Most of what you have read about school funding is wrong. Firstly, the notion that Australia uniquely funds non-government schools is a myth. This practice is standard across OECD countries, where, on average, non-government schools receive about 73 per cent of the funding allocated to government schools. In the broader context of the OECD, funding non-government schools is a norm, not an exception. On average, OECD countries allocate around $US10,949 per student in government schools and $7,958 in non-government schools. Contrary to popular belief, Australia is not the top spender in this category. Eleven countries spend more in absolute terms per student in a non-government school than Australia does.

Consider Finland, often lauded for its educational system, where non-government schools are fully funded but prohibited from charging fees. England and New Zealand also have similar models of funding non-government institutions, each with its unique conditions regarding fees and student admissions.

The argument against public funding for ‘private’ entities misses a broader societal practice. Everyone understands that non-government entities can meet public purposes, and we regularly fund non-government entities in various sectors – hospitals, medical practitioners through Medicare, pharmacists via the Pharmaceutical Benefits Scheme, and public transport services, to name a few.

This principle extends to education as well. In Hurstbridge, for example, two non-government-run kindergartens received government funding without any public outcry or debate, and the incomes of the families that used them were irrelevant to the amount of public funding they received.

The discussion around the Schooling Resource Standard (SRS) is rife with misunderstandings. It’s often said that many non-government schools receive more than 100 per cent of the SRS, which is a misleading claim. The SRS is essentially an estimate of the cost to educate a mainstream student. The SRS is a set amount: $13,060 for every primary school student and $16,413 for every secondary school student before loadings for disadvantage. Non-government schools receive a portion of this, ranging from 20 to 90 percent (which can be as little as $2,612 per student) based on the median income of the families within the school – a method that can sometimes lead to absurd results. For example, a primary school receiving just a dollar more than what the government deems appropriate is labelled ‘over-funded,’ even though it gets only a fraction of the SRS. The reality is that non-government schools are funded at a percentage of the SRS, based on the median income of the families in the school.

This approach, while well-intentioned, can sometimes lead to absurd outcomes, akin to adjusting a pension based on the incomes of all pensioners in a local club rather than on individual needs. The schools that are granted a higher percentage of the SRS than the Australian Education Act says they should be granted are so funded because they are still on the Hawke government’s needs-based educational resource index model.  In other words, they are being criticised for receiving the funding that a needs-based model says they should receive instead of the funding that a non-needs-based model says they should receive.


'The real challenge lies beyond the complexities of the funding models and in the narrative that surrounds them. The media coverage, often abysmal in its inaccuracies, not only misleads public opinion but also influences policy decisions. Creating a rational, just, and effective school funding model requires cutting through these inaccuracies to understand the real needs of Australian students and schools.'


There’s also a common misinterpretation of the Gonski model. Touted as needs-based and sector-blind, it nonetheless applies different rules for government and non-government schools, and ignores crucial factors like school fees and other incomes.

- REQUIRED ACTIONS:
1. Name each non-government provider outside education that the school funding piece says we regularly fund.
2. Continue the school funding piece from its final paragraph.

- INFORMATION GIVEN:
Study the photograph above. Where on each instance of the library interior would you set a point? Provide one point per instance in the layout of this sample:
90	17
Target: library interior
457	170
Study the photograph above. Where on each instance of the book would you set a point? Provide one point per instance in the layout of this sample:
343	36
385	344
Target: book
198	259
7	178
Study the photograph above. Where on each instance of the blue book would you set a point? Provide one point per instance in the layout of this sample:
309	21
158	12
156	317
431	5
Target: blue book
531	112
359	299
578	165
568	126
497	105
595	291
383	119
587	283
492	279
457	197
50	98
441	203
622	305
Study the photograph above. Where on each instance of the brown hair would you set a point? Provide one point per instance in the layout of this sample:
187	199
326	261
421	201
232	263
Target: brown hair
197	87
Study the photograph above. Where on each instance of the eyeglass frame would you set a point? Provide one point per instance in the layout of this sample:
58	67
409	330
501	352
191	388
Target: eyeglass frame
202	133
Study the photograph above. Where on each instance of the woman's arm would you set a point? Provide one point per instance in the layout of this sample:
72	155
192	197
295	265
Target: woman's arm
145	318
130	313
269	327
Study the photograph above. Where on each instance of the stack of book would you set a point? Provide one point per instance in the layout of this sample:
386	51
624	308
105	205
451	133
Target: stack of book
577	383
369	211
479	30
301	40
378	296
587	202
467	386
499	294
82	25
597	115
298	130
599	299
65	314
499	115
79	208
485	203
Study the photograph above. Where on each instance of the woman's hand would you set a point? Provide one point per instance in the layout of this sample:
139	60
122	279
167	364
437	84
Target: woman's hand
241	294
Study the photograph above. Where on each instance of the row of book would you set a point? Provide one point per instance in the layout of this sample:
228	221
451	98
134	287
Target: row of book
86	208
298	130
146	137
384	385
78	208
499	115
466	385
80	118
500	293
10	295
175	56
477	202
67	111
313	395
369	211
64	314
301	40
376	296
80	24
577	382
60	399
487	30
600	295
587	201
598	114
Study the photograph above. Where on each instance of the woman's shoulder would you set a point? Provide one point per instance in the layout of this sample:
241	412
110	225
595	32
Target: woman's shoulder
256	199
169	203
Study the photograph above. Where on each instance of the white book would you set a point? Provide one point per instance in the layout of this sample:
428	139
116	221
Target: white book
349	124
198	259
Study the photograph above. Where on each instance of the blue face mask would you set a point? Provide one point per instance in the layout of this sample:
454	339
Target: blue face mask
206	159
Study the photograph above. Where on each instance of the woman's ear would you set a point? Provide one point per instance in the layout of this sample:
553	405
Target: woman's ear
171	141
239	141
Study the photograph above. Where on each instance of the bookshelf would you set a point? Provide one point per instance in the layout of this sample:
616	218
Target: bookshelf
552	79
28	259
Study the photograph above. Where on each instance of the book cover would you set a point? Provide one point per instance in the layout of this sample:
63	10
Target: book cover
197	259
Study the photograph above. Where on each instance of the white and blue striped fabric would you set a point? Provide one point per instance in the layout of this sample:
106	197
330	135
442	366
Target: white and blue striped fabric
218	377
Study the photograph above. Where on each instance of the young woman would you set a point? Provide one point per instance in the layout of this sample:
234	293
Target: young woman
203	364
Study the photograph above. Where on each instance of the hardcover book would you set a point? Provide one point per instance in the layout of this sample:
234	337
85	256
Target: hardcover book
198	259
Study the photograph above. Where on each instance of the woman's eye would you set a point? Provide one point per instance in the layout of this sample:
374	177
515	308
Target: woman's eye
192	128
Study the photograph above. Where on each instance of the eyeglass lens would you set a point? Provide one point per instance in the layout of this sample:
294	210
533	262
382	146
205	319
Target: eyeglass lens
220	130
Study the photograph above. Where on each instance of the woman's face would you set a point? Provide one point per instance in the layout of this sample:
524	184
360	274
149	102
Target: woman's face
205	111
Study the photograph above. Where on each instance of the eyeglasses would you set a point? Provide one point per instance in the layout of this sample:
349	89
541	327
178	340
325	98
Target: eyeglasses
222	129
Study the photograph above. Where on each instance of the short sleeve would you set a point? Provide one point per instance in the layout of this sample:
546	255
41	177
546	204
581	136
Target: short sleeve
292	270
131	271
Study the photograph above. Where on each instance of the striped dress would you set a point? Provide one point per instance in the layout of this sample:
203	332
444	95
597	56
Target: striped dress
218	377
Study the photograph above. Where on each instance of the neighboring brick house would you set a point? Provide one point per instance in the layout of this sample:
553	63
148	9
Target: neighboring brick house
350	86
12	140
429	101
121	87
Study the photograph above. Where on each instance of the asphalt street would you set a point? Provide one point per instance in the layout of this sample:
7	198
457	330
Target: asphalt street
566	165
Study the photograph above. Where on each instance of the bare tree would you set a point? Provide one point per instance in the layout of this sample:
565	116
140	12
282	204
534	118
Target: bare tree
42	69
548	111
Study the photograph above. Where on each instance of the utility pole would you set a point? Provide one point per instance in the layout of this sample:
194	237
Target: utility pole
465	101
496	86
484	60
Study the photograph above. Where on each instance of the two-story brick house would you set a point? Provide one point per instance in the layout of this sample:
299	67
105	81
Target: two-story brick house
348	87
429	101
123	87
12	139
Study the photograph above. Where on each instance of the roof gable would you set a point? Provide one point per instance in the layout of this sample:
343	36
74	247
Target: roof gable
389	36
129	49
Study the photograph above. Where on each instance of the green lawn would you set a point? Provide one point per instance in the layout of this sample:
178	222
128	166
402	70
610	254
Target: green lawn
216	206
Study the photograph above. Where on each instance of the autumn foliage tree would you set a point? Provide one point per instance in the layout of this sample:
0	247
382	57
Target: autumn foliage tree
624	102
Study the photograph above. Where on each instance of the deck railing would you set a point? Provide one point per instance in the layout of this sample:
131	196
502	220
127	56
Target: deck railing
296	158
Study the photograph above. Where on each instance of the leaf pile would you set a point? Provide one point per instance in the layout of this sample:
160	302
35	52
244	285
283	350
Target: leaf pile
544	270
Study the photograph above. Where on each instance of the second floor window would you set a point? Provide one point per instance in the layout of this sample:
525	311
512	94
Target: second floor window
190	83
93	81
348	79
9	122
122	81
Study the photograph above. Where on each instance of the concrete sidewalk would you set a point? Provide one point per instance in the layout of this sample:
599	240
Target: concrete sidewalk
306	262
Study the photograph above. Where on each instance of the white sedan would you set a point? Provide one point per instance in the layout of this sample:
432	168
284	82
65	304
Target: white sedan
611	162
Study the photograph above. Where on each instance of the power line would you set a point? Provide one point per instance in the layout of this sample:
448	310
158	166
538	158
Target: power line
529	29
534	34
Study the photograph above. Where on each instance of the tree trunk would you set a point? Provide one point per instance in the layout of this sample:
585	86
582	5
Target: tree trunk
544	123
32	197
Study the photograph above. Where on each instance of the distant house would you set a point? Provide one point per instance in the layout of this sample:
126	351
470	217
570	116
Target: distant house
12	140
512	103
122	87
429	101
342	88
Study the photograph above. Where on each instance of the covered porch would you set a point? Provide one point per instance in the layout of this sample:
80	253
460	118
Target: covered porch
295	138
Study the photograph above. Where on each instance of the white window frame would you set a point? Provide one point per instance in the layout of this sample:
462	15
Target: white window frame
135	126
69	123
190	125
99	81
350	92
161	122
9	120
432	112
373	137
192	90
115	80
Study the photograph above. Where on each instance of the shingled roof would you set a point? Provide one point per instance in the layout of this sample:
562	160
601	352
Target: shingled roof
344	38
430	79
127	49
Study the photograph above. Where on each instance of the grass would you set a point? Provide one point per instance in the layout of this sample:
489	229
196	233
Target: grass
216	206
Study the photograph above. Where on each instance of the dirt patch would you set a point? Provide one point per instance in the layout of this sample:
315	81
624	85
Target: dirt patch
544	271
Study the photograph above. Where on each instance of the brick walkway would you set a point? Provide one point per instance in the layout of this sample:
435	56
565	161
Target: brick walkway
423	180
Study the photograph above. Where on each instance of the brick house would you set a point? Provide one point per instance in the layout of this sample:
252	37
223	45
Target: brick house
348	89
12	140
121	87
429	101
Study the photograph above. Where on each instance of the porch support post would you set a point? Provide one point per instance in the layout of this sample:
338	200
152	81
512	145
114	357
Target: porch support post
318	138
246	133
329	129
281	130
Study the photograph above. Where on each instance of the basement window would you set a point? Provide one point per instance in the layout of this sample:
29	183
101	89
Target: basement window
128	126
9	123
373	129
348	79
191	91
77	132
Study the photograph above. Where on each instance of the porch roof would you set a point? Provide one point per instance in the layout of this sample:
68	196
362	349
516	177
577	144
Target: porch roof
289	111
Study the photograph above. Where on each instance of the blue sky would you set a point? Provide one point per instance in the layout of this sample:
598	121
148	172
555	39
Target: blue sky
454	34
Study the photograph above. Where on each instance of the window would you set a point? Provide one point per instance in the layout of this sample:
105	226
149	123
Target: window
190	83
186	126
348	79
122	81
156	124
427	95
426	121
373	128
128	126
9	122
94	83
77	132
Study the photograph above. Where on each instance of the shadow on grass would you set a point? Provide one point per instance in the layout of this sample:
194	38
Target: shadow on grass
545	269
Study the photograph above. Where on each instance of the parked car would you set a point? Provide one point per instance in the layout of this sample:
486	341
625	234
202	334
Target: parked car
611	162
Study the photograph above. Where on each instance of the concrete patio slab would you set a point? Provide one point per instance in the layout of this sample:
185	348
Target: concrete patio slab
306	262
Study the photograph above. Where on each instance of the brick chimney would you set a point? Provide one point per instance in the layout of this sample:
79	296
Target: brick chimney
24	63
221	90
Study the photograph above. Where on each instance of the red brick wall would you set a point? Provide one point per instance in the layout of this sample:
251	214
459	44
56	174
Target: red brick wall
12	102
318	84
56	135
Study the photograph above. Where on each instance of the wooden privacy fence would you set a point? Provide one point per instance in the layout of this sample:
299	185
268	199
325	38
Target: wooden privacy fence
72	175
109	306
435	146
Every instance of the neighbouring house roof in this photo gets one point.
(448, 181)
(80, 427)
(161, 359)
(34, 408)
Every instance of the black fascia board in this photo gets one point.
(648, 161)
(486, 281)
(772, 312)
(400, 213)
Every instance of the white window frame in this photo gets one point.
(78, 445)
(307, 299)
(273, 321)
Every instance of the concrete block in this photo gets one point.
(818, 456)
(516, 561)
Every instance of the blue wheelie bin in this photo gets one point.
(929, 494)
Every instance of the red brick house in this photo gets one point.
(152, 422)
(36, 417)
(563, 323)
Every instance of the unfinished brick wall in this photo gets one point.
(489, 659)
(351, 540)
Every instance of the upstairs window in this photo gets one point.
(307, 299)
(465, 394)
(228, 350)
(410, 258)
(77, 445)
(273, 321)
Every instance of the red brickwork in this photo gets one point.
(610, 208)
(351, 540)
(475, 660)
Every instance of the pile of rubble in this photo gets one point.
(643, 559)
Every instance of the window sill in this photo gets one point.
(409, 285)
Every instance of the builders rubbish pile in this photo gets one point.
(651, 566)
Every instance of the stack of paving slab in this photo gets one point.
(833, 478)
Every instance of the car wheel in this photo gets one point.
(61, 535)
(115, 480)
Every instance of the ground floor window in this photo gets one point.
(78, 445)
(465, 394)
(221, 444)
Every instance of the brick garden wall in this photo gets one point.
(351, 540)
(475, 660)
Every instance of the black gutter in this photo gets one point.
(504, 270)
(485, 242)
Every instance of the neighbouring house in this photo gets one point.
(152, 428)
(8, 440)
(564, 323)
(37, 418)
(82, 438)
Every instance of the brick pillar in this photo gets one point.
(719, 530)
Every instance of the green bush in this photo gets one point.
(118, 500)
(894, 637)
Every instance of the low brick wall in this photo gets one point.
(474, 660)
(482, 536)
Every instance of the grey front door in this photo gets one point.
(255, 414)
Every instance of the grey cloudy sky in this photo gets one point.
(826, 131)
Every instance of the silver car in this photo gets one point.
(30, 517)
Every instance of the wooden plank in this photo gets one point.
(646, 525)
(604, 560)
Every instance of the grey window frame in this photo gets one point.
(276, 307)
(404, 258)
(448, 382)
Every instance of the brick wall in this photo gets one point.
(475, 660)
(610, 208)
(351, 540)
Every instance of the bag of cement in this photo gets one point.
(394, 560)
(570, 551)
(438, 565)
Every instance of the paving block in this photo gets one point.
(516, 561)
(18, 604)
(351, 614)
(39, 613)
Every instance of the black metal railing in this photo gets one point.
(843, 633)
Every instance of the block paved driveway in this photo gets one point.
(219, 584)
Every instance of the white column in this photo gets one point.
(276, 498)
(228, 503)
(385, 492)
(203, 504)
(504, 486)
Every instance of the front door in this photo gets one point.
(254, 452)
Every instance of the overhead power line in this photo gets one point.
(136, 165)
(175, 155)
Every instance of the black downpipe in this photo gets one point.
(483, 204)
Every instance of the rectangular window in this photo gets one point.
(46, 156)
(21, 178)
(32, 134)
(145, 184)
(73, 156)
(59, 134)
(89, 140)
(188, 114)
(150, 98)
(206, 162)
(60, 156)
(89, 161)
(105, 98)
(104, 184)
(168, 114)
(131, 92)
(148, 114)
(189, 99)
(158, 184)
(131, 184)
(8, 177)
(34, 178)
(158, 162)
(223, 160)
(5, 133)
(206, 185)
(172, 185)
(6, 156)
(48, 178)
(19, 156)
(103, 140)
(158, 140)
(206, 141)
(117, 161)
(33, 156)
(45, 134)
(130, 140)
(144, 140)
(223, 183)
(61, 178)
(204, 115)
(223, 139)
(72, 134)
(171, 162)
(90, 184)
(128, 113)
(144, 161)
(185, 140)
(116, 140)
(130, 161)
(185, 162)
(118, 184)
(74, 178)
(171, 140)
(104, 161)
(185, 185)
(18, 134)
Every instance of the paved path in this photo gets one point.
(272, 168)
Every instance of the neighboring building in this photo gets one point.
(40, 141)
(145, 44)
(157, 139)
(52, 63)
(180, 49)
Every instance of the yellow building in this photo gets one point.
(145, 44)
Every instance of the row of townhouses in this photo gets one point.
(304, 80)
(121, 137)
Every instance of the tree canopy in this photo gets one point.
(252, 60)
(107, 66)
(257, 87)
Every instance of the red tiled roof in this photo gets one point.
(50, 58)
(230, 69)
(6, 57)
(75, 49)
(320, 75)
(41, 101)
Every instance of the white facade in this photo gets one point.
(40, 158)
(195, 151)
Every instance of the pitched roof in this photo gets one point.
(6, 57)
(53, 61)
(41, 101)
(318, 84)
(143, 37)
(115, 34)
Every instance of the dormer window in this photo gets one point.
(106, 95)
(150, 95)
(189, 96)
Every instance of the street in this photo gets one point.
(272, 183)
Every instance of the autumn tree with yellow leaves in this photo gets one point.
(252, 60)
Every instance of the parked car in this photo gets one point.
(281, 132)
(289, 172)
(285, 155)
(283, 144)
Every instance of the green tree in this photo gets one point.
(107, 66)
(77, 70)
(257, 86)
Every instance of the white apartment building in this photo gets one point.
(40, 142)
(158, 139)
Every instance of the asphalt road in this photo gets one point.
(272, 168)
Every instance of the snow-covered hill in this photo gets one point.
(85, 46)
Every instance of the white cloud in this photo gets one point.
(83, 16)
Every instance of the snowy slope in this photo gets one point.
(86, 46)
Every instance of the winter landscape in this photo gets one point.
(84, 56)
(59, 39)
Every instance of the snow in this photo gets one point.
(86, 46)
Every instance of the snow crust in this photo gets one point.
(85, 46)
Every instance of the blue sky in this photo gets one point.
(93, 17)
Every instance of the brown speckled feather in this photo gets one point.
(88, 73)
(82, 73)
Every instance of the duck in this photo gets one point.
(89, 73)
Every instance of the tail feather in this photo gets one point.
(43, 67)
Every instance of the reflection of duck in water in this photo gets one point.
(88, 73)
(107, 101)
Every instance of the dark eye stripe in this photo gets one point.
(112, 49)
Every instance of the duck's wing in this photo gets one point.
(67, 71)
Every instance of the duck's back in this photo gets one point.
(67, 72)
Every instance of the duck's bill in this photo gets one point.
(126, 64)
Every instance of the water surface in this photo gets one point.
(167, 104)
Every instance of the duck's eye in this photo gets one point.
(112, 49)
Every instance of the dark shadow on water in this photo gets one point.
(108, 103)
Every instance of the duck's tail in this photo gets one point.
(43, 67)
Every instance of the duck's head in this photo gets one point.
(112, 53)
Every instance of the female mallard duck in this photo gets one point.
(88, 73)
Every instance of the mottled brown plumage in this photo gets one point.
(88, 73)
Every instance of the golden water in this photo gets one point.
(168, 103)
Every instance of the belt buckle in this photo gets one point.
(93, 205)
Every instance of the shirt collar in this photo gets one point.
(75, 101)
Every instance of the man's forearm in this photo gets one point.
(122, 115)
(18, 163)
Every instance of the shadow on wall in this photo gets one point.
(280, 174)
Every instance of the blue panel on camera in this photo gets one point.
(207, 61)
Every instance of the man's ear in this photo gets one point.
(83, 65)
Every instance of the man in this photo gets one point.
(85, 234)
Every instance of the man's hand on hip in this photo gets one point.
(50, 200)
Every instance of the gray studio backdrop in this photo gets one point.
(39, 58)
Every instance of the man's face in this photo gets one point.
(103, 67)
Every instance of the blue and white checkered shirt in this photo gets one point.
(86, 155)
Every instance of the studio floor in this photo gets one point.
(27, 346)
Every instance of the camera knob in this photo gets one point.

- ANSWERS PER TASK:
1.
- Hospitals
- Medical practitioners, through Medicare
- Pharmacists, via the Pharmaceutical Benefits Scheme
- Public transport services

2.
The narrative that poorer schools get more funding than their wealthier counterparts is oversimplified. The current funding model is entirely based on the median income of the parents, not on the school’s fees or assets. This leads to a paradox where schools refusing admission to wealthier families could receive more funding, an approach that is irrational as it is an unjust way to allocate public money.

Moreover, the perception that non-government school funding has increased disproportionately compared to government school funding needs context. The non-government sector did indeed see a higher percentage increase, but it started from a much lower base. Even after these increases, there remains a notable funding gap, with non-government schools receiving significantly less per student compared to government schools. (According to the 2023 Productivity Commission Report on Government Services, non-government schools receive public funding of $12,442 per student compared with $20,940 for a government school student.) This gap is even more pronounced when compared to the OECD average.

The public’s stance on school funding models has shifted over time, often influenced by political branding rather than the models’ merits. The SES model’s reception varied dramatically depending on who was proposing it. When it had John Howard’s name on it, the  public education lobby was vehemently opposed. When it had David Gonski’s name in front of it,  it was zealous in its advocacy.  This fickleness extended to the National School Resourcing Board model, which shifted the funding determination criteria from the neighbours’ socio-economic status to the parents’ income.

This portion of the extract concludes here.